§ Text block
********
Kara Tippetts, a Christian author and blogger who wrote an open letter to right-to-die campaigner Brittany Maynard, has died after a three-year battle with breast cancer.
The 38 year old pastor's wife and mother-of-four was diagnosed with stage four cancer in 2012 and died on Sunday, according to Religion News Service. The latest post on Tippett's blog, Mundane Faithfulness, explains that she died with dignity, refusing to give up to the very end.
"She believed that cancer was not the point, but Jesus was; how she responded and trusted Christ in the midst of this hard was where she would find Grace," reads the blog post, which is titled "Homecoming."
Last year, Tippetts made national headlines after writing to Maynard urging her to reconsider ending her life. Maynard, who died by assisted suicide in November, suffered from a brain tumour and campaigned extensively for dignity in dying, becoming the face of Compassion & Choices.
Before Maynard's death, Tippetts wrote her an open letter encouraging her to reconsider her decision to end her life:"Dear heart, we simply disagree. Suffering is not the absence of goodness, it is not the absence of beauty, but perhaps it can be the place where true beauty can be known," she wrote.
"In your choosing your own death, you are robbing those that love you with the such tenderness, the opportunity of meeting you in your last moments and extending you love in your last breaths... That last kiss, that last warm touch, that last breath, matters - but it was never intended for us to decide when that last breath is breathed."
********
§ Task requirements
(1) In the article about Kara Tippetts, what is the title of the latest post on her blog?
(2) Continue the article about Kara Tippetts from where it stops.
********
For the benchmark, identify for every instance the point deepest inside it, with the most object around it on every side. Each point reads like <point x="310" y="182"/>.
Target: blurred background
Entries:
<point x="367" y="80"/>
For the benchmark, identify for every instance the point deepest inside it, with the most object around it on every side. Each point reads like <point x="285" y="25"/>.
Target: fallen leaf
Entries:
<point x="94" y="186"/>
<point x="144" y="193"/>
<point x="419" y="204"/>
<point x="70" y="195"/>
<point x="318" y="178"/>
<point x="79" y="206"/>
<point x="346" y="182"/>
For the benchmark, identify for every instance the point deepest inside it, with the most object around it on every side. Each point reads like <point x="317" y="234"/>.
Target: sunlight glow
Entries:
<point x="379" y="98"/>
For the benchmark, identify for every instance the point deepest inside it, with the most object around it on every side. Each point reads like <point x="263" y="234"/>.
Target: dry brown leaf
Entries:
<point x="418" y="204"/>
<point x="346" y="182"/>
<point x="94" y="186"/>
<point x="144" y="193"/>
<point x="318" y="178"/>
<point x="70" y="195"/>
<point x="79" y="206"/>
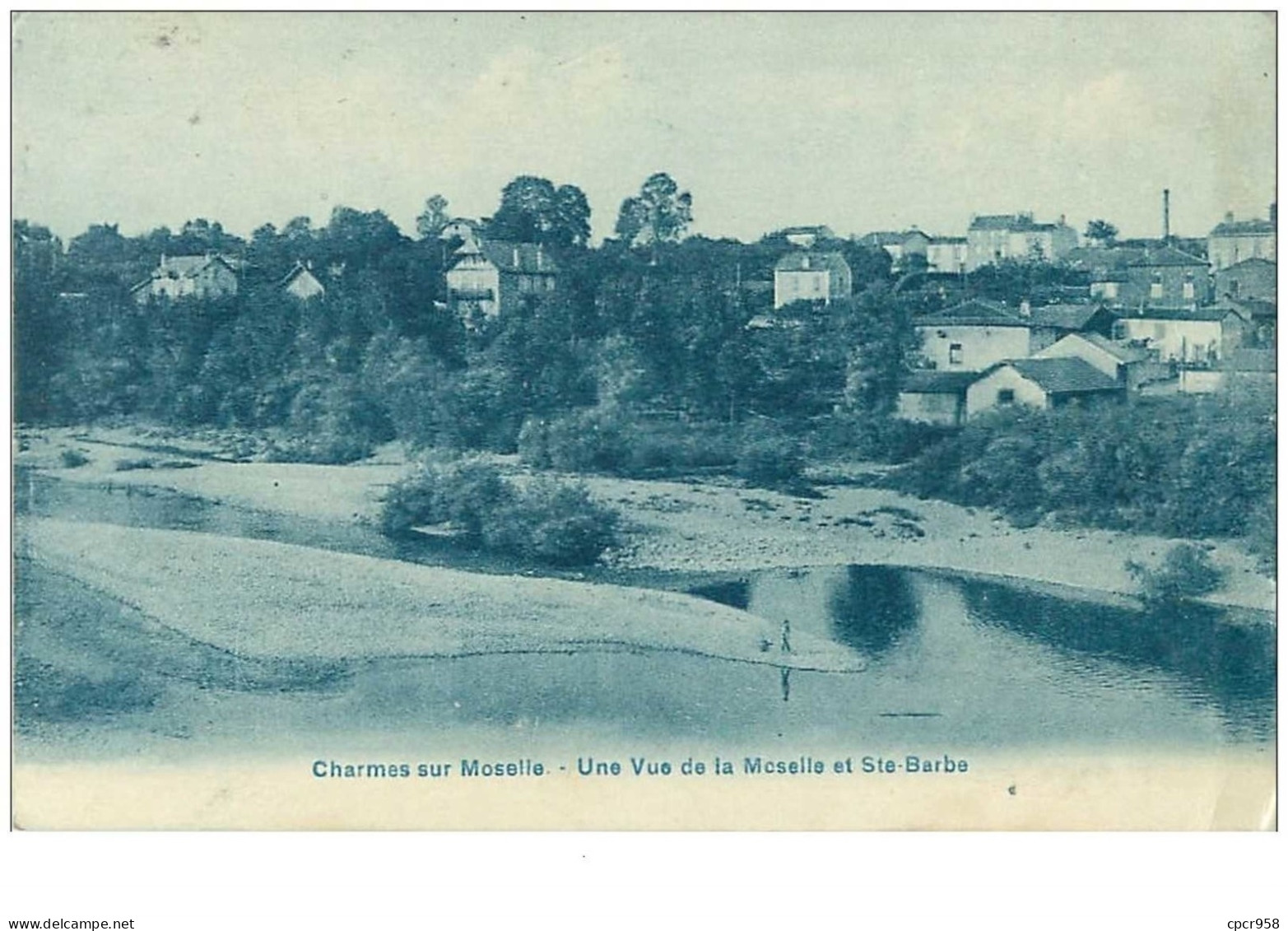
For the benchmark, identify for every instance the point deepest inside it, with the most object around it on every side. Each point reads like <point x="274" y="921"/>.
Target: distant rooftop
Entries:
<point x="974" y="313"/>
<point x="1064" y="375"/>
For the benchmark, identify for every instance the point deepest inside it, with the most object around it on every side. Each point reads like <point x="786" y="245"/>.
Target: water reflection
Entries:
<point x="1233" y="664"/>
<point x="955" y="662"/>
<point x="872" y="608"/>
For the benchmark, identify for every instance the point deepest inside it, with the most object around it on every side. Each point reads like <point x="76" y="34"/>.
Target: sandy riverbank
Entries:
<point x="707" y="526"/>
<point x="263" y="600"/>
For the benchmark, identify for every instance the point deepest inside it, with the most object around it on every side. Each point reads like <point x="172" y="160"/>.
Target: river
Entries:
<point x="953" y="664"/>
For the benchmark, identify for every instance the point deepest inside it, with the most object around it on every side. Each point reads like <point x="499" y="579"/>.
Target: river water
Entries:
<point x="953" y="666"/>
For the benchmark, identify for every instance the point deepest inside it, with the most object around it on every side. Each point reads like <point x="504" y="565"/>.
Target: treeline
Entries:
<point x="649" y="324"/>
<point x="1183" y="467"/>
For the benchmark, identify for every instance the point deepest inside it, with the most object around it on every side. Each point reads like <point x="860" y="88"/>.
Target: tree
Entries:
<point x="432" y="221"/>
<point x="1101" y="232"/>
<point x="535" y="210"/>
<point x="660" y="214"/>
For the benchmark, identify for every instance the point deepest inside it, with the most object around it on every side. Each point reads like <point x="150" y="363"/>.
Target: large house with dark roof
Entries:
<point x="1165" y="277"/>
<point x="1231" y="241"/>
<point x="971" y="337"/>
<point x="811" y="276"/>
<point x="1039" y="383"/>
<point x="1183" y="335"/>
<point x="188" y="276"/>
<point x="898" y="245"/>
<point x="495" y="277"/>
<point x="1256" y="278"/>
<point x="992" y="239"/>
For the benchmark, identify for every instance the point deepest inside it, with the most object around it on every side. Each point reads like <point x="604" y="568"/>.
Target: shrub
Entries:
<point x="770" y="458"/>
<point x="128" y="465"/>
<point x="463" y="493"/>
<point x="873" y="437"/>
<point x="1187" y="572"/>
<point x="615" y="440"/>
<point x="551" y="523"/>
<point x="546" y="522"/>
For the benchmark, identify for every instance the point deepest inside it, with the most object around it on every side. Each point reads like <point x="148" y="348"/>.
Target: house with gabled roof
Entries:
<point x="300" y="282"/>
<point x="1128" y="365"/>
<point x="947" y="254"/>
<point x="1183" y="335"/>
<point x="932" y="397"/>
<point x="188" y="276"/>
<point x="804" y="274"/>
<point x="973" y="335"/>
<point x="998" y="237"/>
<point x="807" y="237"/>
<point x="898" y="245"/>
<point x="1231" y="241"/>
<point x="1253" y="278"/>
<point x="1166" y="277"/>
<point x="1039" y="383"/>
<point x="495" y="277"/>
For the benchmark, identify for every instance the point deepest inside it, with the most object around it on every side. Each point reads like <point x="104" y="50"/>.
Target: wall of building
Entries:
<point x="942" y="410"/>
<point x="1248" y="281"/>
<point x="1230" y="250"/>
<point x="476" y="277"/>
<point x="984" y="394"/>
<point x="1077" y="348"/>
<point x="980" y="347"/>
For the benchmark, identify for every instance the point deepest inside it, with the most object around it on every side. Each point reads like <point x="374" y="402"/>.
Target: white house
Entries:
<point x="974" y="335"/>
<point x="930" y="397"/>
<point x="1039" y="383"/>
<point x="947" y="254"/>
<point x="811" y="276"/>
<point x="188" y="276"/>
<point x="300" y="282"/>
<point x="1183" y="335"/>
<point x="1125" y="363"/>
<point x="497" y="277"/>
<point x="994" y="239"/>
<point x="1235" y="241"/>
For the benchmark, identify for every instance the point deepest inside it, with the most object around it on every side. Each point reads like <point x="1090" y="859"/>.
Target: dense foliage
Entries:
<point x="1187" y="572"/>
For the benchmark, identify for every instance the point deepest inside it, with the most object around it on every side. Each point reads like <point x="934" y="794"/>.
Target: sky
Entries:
<point x="859" y="121"/>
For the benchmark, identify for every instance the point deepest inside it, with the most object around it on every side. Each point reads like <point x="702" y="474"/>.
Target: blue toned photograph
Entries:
<point x="644" y="420"/>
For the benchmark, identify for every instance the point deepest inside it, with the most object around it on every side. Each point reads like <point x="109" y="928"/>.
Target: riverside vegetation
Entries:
<point x="642" y="363"/>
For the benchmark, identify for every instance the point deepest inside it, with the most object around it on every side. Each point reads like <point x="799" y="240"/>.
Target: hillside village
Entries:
<point x="656" y="353"/>
<point x="1149" y="317"/>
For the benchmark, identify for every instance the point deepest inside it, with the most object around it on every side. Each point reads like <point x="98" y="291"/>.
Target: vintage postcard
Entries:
<point x="648" y="421"/>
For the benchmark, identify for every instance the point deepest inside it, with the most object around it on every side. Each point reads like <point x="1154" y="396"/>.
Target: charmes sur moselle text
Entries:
********
§ Results by task
(1) "Homecoming"

(2)
"Knowing Jesus, knowing that He understands my hard goodbye, He walks with me in my dying. My heart longs for you to know Him in your dying. Because in His dying, He protected my living. My living beyond this place," Tippett told Maynard.
"Brittany, when we trust Jesus to be the carrier, protector, redeemer of our hearts, death is no longer dying. My heart longs for you to know this truth, this love, this forever living."
In an emotionally-charged blog post written shortly before her death, Tippett explained that extensive treatment was no longer helping the cancer, and that she was ready to go home to her Savior. "My little body has grown tired of battle," she wrote.
"But what I see, what I know, what I have is Jesus. He has still given me breath, and with it I pray I would live well and fade well. By degrees doing both, living and dying, as I have moments left to live. I get to draw my people close, kiss them and tenderly speak love over their lives.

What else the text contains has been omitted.